EXERCISE DIRECTIONS
Rewrite the listing below, swapping each "locate" for "find" and keeping everything else the same.
::: TASK INPUT :::
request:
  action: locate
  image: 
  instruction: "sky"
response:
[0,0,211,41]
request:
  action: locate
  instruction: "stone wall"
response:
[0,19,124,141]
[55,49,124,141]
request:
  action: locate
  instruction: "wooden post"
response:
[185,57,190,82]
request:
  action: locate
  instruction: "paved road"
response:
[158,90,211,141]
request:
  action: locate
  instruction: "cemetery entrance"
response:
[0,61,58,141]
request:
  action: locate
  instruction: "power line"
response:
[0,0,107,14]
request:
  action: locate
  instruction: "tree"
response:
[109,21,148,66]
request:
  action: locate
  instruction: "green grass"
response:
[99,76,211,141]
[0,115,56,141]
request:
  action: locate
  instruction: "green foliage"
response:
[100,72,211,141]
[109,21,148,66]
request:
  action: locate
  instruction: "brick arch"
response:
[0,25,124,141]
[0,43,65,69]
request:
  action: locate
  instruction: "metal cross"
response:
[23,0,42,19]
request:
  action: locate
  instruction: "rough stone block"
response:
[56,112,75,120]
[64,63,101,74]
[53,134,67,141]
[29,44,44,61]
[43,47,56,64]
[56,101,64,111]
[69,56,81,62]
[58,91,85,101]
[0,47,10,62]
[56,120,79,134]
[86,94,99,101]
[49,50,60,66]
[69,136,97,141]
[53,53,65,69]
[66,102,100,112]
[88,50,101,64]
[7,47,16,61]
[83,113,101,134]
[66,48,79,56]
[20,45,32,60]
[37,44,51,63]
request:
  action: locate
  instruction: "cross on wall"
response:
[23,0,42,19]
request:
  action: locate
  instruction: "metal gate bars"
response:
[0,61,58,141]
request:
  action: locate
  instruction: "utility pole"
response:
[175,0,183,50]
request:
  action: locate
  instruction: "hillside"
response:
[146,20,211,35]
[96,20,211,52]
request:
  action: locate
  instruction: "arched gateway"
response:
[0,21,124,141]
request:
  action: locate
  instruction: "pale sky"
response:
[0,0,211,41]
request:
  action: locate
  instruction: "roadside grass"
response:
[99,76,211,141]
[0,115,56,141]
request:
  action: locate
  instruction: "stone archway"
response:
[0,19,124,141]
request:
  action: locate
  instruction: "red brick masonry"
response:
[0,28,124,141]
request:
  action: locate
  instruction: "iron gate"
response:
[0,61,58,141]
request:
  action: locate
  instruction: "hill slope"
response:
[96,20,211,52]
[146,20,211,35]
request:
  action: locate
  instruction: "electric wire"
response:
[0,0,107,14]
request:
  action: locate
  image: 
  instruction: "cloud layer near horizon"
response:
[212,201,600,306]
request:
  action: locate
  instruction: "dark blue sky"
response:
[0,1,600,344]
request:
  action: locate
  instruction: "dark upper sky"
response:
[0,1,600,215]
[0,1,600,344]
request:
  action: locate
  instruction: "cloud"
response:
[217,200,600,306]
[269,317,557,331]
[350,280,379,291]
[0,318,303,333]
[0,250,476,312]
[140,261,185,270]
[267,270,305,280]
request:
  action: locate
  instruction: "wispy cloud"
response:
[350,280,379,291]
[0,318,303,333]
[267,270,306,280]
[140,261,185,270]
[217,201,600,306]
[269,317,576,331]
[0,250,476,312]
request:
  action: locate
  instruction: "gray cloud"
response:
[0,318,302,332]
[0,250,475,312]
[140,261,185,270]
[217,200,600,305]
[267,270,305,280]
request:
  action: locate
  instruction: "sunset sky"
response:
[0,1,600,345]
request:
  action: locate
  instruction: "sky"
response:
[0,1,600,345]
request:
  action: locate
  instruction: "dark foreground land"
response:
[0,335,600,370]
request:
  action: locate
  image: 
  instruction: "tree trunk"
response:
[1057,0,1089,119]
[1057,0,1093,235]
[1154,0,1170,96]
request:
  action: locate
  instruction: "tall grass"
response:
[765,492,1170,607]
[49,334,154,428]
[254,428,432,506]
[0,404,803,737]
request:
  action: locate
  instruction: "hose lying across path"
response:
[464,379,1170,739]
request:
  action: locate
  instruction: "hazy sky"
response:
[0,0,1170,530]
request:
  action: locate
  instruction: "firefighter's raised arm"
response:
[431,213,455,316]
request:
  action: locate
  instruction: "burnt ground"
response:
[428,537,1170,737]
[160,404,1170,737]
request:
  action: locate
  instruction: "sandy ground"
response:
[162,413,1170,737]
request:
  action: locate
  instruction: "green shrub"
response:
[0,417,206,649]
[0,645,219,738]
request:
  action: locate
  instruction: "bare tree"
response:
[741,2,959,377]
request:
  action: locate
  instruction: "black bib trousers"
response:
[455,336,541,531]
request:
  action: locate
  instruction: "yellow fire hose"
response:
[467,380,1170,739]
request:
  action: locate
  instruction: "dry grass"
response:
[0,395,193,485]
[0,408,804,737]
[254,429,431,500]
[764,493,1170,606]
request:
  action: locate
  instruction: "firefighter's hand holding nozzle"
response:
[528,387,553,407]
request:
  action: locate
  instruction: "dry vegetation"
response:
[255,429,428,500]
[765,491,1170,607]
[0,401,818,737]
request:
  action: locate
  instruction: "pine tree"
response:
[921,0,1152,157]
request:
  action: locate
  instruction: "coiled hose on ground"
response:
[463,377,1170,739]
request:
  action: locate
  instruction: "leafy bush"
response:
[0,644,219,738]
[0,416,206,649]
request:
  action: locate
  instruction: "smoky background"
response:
:::
EXERCISE RESPONSE
request:
  action: find
  image: 
  instruction: "sky"
response:
[0,0,211,41]
request:
  action: find
  instruction: "stone wall"
response:
[0,19,124,141]
[55,49,124,141]
request:
  action: find
  instruction: "wooden post"
response:
[185,57,190,82]
request:
  action: find
  instruction: "paved road"
response:
[158,90,211,141]
request:
  action: find
  instruction: "cemetery entrance"
response:
[0,61,58,141]
request:
  action: find
  instruction: "power line"
response:
[0,0,107,14]
request:
  action: find
  instruction: "tree"
response:
[109,21,148,66]
request:
  action: find
  instruction: "green grass"
response:
[99,76,211,141]
[0,115,56,141]
request:
  action: find
  instruction: "green foliage"
response:
[100,72,211,141]
[109,21,148,66]
request:
  action: find
  instruction: "brick arch"
response:
[0,25,124,141]
[0,43,65,69]
request:
  action: find
  instruction: "metal cross"
response:
[23,0,42,19]
request:
  action: find
  instruction: "rough stone block"
response:
[56,112,75,120]
[64,63,101,74]
[53,134,67,141]
[29,44,44,61]
[43,47,56,64]
[56,101,64,111]
[69,56,81,62]
[58,91,85,101]
[0,47,10,62]
[56,120,79,134]
[86,94,99,101]
[49,50,60,66]
[69,136,97,141]
[53,53,65,69]
[66,102,100,112]
[88,50,101,64]
[7,47,16,61]
[83,113,101,134]
[66,48,79,56]
[20,45,32,60]
[37,44,51,63]
request:
  action: find
  instruction: "cross on wall"
response:
[23,0,42,19]
request:
  action: find
  instruction: "metal gate bars"
response:
[0,61,58,141]
request:
  action: find
  instruction: "utility pole"
response:
[175,0,183,50]
request:
  action: find
  instruction: "hillside"
response:
[146,20,211,35]
[96,20,211,52]
request:
  action: find
  instruction: "arched gateway"
response:
[0,21,124,141]
request:
  action: find
  instruction: "pale sky"
response:
[0,0,211,41]
request:
  action: find
  instruction: "roadside grass"
response:
[99,76,211,141]
[0,115,56,141]
request:
  action: find
  instruction: "stone archway"
response:
[0,19,124,141]
request:
  action: find
  instruction: "red brick masonry"
response:
[0,28,124,141]
request:
  action: find
  instruction: "iron gate"
response:
[0,61,58,141]
request:
  action: find
  instruction: "hill slope"
response:
[96,20,211,52]
[146,20,211,35]
request:
  action: find
  instruction: "electric wire"
response:
[0,0,107,14]
request:
  action: find
  image: 
  instruction: "cloud layer near horizon"
response:
[212,201,600,306]
request:
  action: find
  instruction: "dark blue sky"
response:
[0,1,600,344]
request:
  action: find
  instruction: "dark upper sky"
response:
[0,1,600,215]
[0,1,600,344]
request:
  action: find
  instruction: "cloud"
response:
[217,200,600,306]
[269,317,557,331]
[350,280,379,291]
[0,318,303,333]
[0,250,476,312]
[140,261,185,270]
[267,270,305,280]
request:
  action: find
  instruction: "wispy cloud"
response:
[350,280,379,291]
[0,318,303,333]
[267,270,306,280]
[140,261,185,270]
[217,201,600,306]
[269,317,576,331]
[0,250,476,312]
request:
  action: find
  instruction: "gray cloud"
response:
[0,318,302,332]
[0,250,475,312]
[140,261,185,270]
[217,200,600,305]
[267,270,305,280]
request:
  action: find
  instruction: "sunset sky"
response:
[0,1,600,345]
request:
  action: find
  instruction: "sky"
response:
[0,1,600,345]
request:
  action: find
  instruction: "dark foreground land"
response:
[0,335,600,370]
request:
  action: find
  image: 
  instruction: "tree trunk"
response:
[1057,0,1089,119]
[1057,0,1093,235]
[1154,0,1170,96]
request:
  action: find
  instruction: "tall grass"
response:
[765,492,1170,607]
[49,334,154,428]
[254,428,432,506]
[0,404,803,737]
request:
  action: find
  instruction: "hose lying across path"
response:
[464,379,1170,739]
request:
  action: find
  instruction: "hazy sky"
response:
[0,0,1170,530]
request:
  action: find
  instruction: "firefighter's raised arm"
response:
[431,213,455,316]
request:
  action: find
  instruction: "burnt ground"
response:
[428,537,1170,737]
[160,404,1170,737]
request:
  action: find
  instruction: "sandy ground"
response:
[162,413,1170,737]
request:
  action: find
  instruction: "green shrub"
response:
[0,417,206,649]
[0,645,219,738]
request:
  action: find
  instruction: "bare tree"
response:
[741,2,959,377]
request:
  action: find
  instruction: "black bib trousers"
response:
[455,336,541,531]
request:
  action: find
  instruction: "yellow fire hose"
response:
[467,380,1170,739]
request:
  action: find
  instruction: "dry grass"
response:
[0,395,193,485]
[0,408,804,737]
[254,429,431,500]
[764,493,1170,606]
request:
  action: find
  instruction: "firefighter's hand holding nozzle"
response:
[528,387,553,407]
request:
  action: find
  instruction: "dry vegetation"
response:
[255,429,428,500]
[765,491,1170,607]
[0,401,818,737]
request:
  action: find
  instruction: "pine tree"
response:
[921,0,1152,157]
request:
  action: find
  instruction: "coiled hose on ground"
response:
[463,377,1170,739]
request:
  action: find
  instruction: "leafy bush"
response:
[0,644,219,738]
[0,416,206,649]
request:
  action: find
  instruction: "smoky background"
response:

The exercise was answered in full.